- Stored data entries
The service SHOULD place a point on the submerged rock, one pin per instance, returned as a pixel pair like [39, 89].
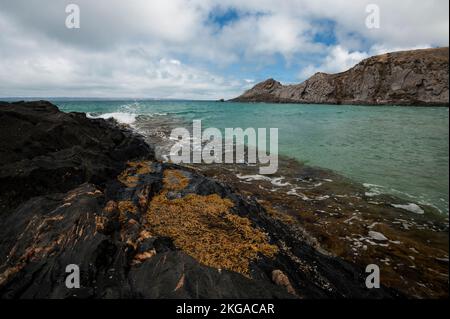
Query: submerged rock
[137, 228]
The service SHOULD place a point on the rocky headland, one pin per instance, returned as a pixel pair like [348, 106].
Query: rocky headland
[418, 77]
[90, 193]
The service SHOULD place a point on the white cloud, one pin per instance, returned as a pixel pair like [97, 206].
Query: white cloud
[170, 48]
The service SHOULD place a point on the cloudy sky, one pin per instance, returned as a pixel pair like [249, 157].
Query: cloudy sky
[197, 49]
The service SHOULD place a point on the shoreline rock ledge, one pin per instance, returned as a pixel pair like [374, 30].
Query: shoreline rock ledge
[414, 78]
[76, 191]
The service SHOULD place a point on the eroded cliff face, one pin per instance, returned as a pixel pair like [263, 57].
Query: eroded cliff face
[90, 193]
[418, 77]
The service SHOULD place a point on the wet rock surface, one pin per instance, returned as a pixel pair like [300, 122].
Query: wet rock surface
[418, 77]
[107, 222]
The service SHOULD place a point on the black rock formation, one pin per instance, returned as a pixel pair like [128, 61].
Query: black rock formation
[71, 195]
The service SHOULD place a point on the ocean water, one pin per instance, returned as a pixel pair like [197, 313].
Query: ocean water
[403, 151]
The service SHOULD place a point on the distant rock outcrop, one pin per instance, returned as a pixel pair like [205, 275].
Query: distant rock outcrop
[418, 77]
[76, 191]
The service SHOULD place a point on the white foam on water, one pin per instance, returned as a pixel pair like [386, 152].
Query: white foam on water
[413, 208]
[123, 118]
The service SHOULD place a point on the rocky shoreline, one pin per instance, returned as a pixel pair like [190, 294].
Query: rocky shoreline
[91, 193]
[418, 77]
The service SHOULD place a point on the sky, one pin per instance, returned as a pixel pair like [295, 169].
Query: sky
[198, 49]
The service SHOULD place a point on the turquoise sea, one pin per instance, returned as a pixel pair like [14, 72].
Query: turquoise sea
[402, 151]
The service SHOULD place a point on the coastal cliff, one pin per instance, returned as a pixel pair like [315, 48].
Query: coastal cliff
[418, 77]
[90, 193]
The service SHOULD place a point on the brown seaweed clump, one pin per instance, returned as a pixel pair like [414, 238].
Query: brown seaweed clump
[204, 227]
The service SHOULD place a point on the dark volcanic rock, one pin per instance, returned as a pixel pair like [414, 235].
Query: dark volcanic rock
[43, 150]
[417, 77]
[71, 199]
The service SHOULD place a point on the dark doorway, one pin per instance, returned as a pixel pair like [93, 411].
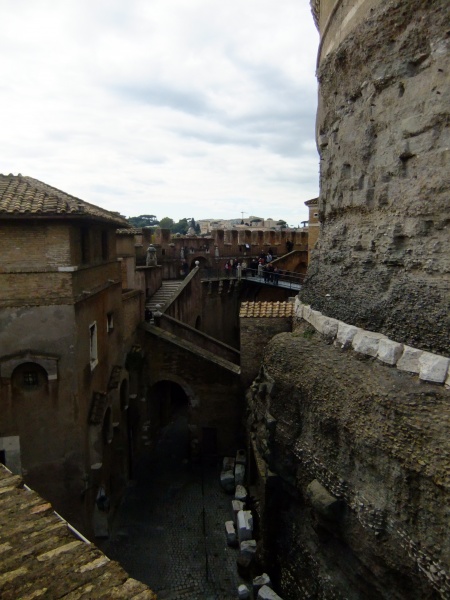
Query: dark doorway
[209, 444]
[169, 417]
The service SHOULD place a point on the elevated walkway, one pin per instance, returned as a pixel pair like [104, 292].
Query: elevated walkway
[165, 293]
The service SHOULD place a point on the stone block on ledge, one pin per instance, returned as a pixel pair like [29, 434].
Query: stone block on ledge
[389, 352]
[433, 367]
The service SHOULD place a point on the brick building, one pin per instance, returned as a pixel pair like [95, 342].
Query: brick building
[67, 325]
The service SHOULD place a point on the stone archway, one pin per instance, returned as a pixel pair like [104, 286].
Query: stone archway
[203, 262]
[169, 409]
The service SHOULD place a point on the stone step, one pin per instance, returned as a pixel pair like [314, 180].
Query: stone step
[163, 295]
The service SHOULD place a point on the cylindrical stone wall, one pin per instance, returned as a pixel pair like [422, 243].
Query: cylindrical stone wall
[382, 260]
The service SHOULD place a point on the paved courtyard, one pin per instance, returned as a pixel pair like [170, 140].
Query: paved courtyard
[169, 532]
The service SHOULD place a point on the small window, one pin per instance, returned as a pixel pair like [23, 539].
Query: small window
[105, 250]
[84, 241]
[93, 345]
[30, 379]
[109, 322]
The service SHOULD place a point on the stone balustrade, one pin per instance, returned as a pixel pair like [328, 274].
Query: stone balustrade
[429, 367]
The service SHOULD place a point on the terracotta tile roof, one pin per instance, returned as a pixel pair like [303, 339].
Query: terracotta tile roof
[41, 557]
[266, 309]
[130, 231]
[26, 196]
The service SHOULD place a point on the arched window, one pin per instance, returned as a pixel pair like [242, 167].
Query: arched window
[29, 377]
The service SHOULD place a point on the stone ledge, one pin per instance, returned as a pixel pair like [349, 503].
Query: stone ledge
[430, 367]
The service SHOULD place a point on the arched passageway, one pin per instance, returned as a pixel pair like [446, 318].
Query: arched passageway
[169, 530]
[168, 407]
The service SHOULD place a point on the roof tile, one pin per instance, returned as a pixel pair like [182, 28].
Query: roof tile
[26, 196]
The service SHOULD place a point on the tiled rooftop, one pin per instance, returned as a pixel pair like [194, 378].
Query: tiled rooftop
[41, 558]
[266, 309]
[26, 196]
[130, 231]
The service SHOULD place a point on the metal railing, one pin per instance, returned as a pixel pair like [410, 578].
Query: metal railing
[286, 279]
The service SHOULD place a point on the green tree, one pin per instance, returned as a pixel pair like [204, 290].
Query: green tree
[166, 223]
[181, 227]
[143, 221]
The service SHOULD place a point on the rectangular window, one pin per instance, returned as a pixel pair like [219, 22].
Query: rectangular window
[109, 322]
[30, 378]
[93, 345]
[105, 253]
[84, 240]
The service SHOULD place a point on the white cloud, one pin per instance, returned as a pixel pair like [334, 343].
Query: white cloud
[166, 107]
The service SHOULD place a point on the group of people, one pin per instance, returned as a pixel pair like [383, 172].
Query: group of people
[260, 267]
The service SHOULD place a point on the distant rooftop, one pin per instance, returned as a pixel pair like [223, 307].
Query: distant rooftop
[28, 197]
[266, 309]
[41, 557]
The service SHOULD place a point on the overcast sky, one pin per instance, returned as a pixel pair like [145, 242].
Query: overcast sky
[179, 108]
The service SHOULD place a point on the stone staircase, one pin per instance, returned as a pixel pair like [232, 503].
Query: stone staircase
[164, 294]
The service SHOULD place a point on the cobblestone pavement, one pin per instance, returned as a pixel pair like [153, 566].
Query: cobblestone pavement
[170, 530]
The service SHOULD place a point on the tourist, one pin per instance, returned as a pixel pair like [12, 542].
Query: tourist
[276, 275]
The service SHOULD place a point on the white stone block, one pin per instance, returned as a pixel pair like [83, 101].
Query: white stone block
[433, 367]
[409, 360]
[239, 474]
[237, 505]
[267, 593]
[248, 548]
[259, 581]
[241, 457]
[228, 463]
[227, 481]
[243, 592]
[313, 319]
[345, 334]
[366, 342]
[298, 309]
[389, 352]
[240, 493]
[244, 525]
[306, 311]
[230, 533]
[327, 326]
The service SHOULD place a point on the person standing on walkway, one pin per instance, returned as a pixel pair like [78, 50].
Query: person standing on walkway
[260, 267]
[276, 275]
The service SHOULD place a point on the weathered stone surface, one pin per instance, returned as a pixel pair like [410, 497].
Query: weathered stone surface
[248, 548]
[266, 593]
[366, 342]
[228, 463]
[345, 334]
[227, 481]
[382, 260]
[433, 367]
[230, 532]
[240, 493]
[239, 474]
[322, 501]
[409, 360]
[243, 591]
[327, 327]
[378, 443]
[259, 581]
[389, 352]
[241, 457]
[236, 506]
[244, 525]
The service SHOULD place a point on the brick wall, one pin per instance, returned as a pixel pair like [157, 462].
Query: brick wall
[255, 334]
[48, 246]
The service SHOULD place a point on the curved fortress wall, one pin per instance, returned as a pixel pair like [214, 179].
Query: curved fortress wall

- What to work on
Before copying, set the pictures aside; then reproduce each entry above exactly.

- Task solution
The service SHOULD place a point on the submerged rock, one pin per instance, returned as a pixel pair like [39, 89].
Query: submerged rock
[137, 228]
The service SHOULD place a point on the rocky headland, one pin per instance, returned as a pixel pair like [348, 106].
Query: rocky headland
[418, 77]
[90, 193]
The service SHOULD place a point on the white cloud, one pin per instance, returned as a pixel pair like [97, 206].
Query: white cloud
[170, 48]
The service SHOULD place a point on the cloudy sky, one pin per instance, returned as a pixel pair like [249, 157].
Query: cloudy sky
[197, 49]
The service SHOULD place a point on the shoreline rock ledge, one pin per instance, returned as a pixel pair like [374, 30].
Query: shoreline rock ledge
[414, 78]
[76, 191]
The service SHOULD place a point on the eroded cliff face, one pin per instance, returned as a pixel pair like [263, 57].
Query: eroded cliff face
[90, 193]
[418, 77]
The service SHOULD place a point on the wet rock surface, one pin per instance, returned as a pixel pair like [300, 122].
Query: wet rock surface
[418, 77]
[107, 222]
The service SHOULD place a point on the black rock formation, one pin per instance, returned as a pixel pair like [128, 61].
Query: black rock formation
[71, 195]
The service SHOULD place a point on the ocean water, one pin per instance, returned as a pixel pair like [197, 313].
Query: ocean water
[403, 151]
The service SHOULD place a point on the distant rock outcrop, one pin per instance, returned as a pixel pair like [205, 275].
Query: distant rock outcrop
[418, 77]
[76, 191]
The service SHOULD place a point on the white foam on water, one pin per instance, returned as a pixel pair like [386, 152].
Query: white foam on water
[413, 208]
[123, 118]
The service SHOULD place a point on the rocky shoreline, one pin per instance, returned as a pixel pair like [190, 294].
Query: rocky shoreline
[91, 193]
[418, 77]
The service SHOULD place a point on the sky, one pin per instance, returned as a pixel pair like [295, 169].
Query: sky
[198, 49]
The service SHOULD place a point on the turquoise sea, one pin per instance, returned as a pixel pair like [14, 72].
Query: turquoise sea
[402, 151]
The service SHOULD place a point on the coastal cliff, one pin per instance, returned as a pixel pair like [315, 48].
Query: coastal cliff
[418, 77]
[90, 193]
The service SHOULD place a point on the brown seaweed clump, one pin per instance, returned as a pixel pair like [414, 238].
Query: brown seaweed clump
[204, 227]
The service SHOULD place a point on the dark volcanic rock, one pin per instance, returned as a pixel pair like [414, 235].
Query: dark volcanic rock
[43, 150]
[417, 77]
[71, 199]
The service SHOULD place a point on the dark doorway, one pin per instance, returned as a pixel pair like [93, 411].
Query: dark doorway
[209, 444]
[169, 417]
The service SHOULD place a point on the elevated walkway, one pin per instance, returned as a pixel pair like [104, 292].
Query: elevated walkway
[165, 293]
The service SHOULD place a point on the stone block on ledge, one pin per instance, returned as a pixel pair like [29, 434].
Query: stone block on ledge
[389, 352]
[433, 367]
The service SHOULD place a point on the brick building, one pin per instance, returned as a pixel pair like [95, 342].
Query: brick building
[67, 325]
The service SHOULD place a point on the stone archway, one pin per instance, returned as a pixel pair like [104, 286].
Query: stone archway
[203, 262]
[169, 409]
The service SHOULD place a point on the stone step, one pin per instance, returned as a pixel pair like [314, 180].
Query: stone step
[163, 295]
The service SHOULD place a point on the cylindrical stone wall, one pin per instance, returned as a pixel pair like [422, 243].
Query: cylindrical stone wall
[382, 260]
The service SHOULD place a point on the paved courtyard, one pin per instance, returned as a pixel pair like [170, 140].
Query: paved courtyard
[169, 532]
The service SHOULD place a point on the small window, one pin per instance, returned as a pixel pair like [23, 539].
Query: small window
[105, 250]
[84, 241]
[93, 345]
[30, 379]
[109, 322]
The service SHOULD place a point on the stone balustrade, one pin per instance, returned as a pixel pair like [328, 274].
Query: stone balustrade
[429, 367]
The service SHOULD place a point on the terracotta tile roof, one pin per instance, returned as a pixel pair like [303, 339].
Query: terracotta tile roof
[41, 557]
[266, 309]
[130, 231]
[26, 196]
The service SHOULD place a point on the arched window, one pin per instance, returned as a pixel pair like [242, 167].
Query: arched window
[29, 377]
The service SHOULD place a point on the stone ledge, one pin per instance, returned as a pixel pair like [349, 503].
Query: stone ledge
[430, 367]
The service SHOULD place a point on the arched passageway, one pin per instance, returned as a pixel pair like [446, 318].
Query: arched passageway
[169, 530]
[168, 407]
The service SHOULD place a point on the roof tile, one pin per instance, returned as a pixel pair like [182, 28].
Query: roof tile
[26, 196]
The service SHOULD place a point on the tiled rooftop, one pin per instance, returned as a pixel pair like [194, 378].
Query: tiled rooftop
[41, 558]
[266, 309]
[26, 196]
[130, 231]
The service SHOULD place a point on the metal railing, one pin per instance, returned as a pixel pair like [410, 578].
Query: metal railing
[286, 279]
The service SHOULD place a point on the green tree, one pin per instance, returned as a pixel pair like [204, 290].
Query: green tree
[166, 223]
[181, 227]
[143, 221]
The service SHOULD place a point on the rectangular window, one pin per instance, returned as a pixel pair like [219, 22].
Query: rectangular window
[109, 322]
[30, 378]
[93, 345]
[105, 253]
[84, 240]
The service SHOULD place a point on the white cloud, one pin per instance, returned as a pixel pair like [334, 343].
Query: white cloud
[166, 107]
The service SHOULD place a point on the group of people, one pin per instance, returned as a pixel pair like [383, 172].
Query: group of people
[260, 267]
The service SHOULD place a point on the distant rooftop, one pin per instance, returned as a pixel pair like [223, 307].
Query: distant rooftop
[28, 197]
[266, 309]
[41, 557]
The service SHOULD place a point on the overcast sky, one pin per instance, returned as a pixel pair like [145, 242].
Query: overcast sky
[179, 108]
The service SHOULD place a point on the stone staircase, one pin per instance, returned as a pixel pair like [232, 503].
Query: stone staircase
[164, 294]
The service SHOULD place a point on the cobblestone pavement, one pin per instance, returned as a pixel pair like [153, 566].
Query: cobblestone pavement
[170, 530]
The service SHOULD place a point on the tourist, one pin per instance, returned as a pixel pair like [12, 542].
Query: tourist
[276, 275]
The service SHOULD place a point on the white stone block, one pin per instance, returned as a pixel pair like [83, 101].
Query: white stone block
[433, 367]
[409, 360]
[239, 474]
[237, 505]
[267, 593]
[248, 548]
[259, 581]
[241, 457]
[228, 463]
[227, 481]
[243, 592]
[313, 319]
[345, 334]
[366, 342]
[298, 309]
[389, 352]
[240, 493]
[244, 525]
[306, 311]
[230, 533]
[327, 326]
The service SHOULD place a point on the person standing on walkway, one pin per instance, returned as a pixel pair like [78, 50].
Query: person standing on walkway
[260, 267]
[276, 275]
The service SHOULD place a point on the weathered stone surface, one pin per instance, returned as a pixel pair like [410, 497].
Query: weathered stone surface
[248, 548]
[266, 593]
[366, 342]
[228, 463]
[345, 334]
[227, 481]
[382, 260]
[433, 367]
[230, 532]
[240, 493]
[239, 474]
[322, 501]
[409, 360]
[243, 591]
[327, 327]
[378, 443]
[259, 581]
[389, 352]
[241, 457]
[236, 506]
[244, 525]
The service SHOULD place a point on the brick wall, one pin per instance, returned as a pixel pair like [157, 462].
Query: brick wall
[255, 334]
[48, 246]
The service SHOULD place a point on the curved fortress wall, one pin per instance, returned as a pixel pair like [214, 179].
Query: curved fortress wall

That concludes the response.